* [EXTRACT]
==========

China has so far refrained from any broad-based tax cuts or direct subsidies to help households pay their bills. Instead, Beijing is relying mainly on its old economic stimulus playbook, showering money on local governments to boost infrastructure spending and pumping credit into the state banking system to spur lending and therefore growth.

The number of second-hand yachts in the market is at least 30 per cent more than last year
Belle Liang
A number of Chinese municipal governments have also issued consumption vouchers to assist spending locally, but the measures are largely cosmetic as the combined value is small and the use restricted to designated merchants.

This leaves businesses relying on Chinese consumers – from roadside shops to yacht brokers – struggling.

“The number of second-hand yachts in the market is at least 30 per cent more than last year,” said Belle Liang, a yacht broker in the city of Sanya on the tropical island of Hainan.

In one extreme case, a yacht bough for 20 million yuan (US$2.8 million) in 2015 is now on sale for just 9 million yuan, although there are no buyers.

==========

* [DATA EXCERPTS]
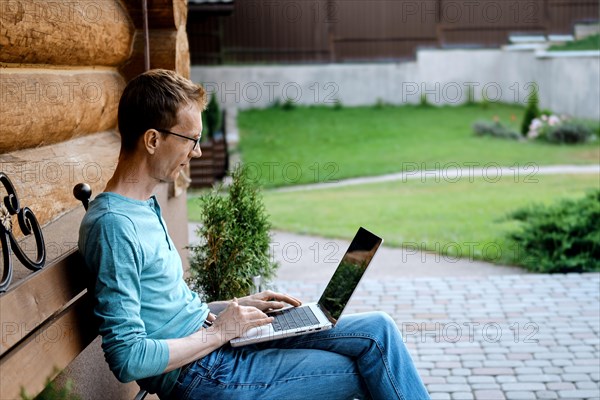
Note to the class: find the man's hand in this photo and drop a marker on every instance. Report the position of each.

==========

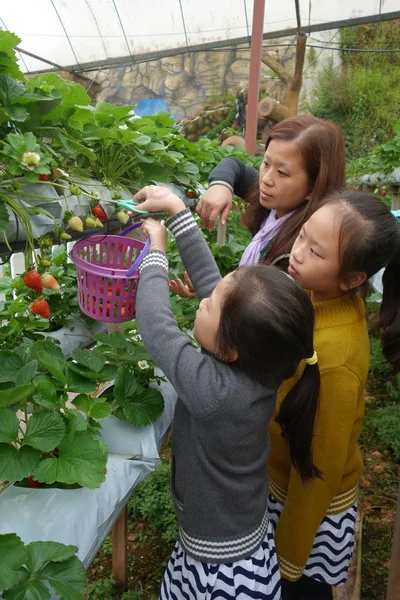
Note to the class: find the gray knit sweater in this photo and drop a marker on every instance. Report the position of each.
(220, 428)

==========

* [DIRECTION] Extend the article on China's stimulus policy and the struggling yacht market, beginning after its final sentence.

* [REPLY TO THE EXERCISE]
Liang believes that in the future, the most popular boat models will be much smaller and cost around 2 million yuan (US$284,000).

And it is not only those rich enough to buy yachts who are on budget, but also average wage earners like Liu Lan, the manger of a serviced office centre in Guangzhou.

“I think it’s a common situation we face this year, especially in services industries,” said Liu, who is expecting a “big income cut” for 2020, with bonuses having already been frozen.

“Some of the long-time tenants of our serviced office centre are not able to pay the rent and have disappeared.”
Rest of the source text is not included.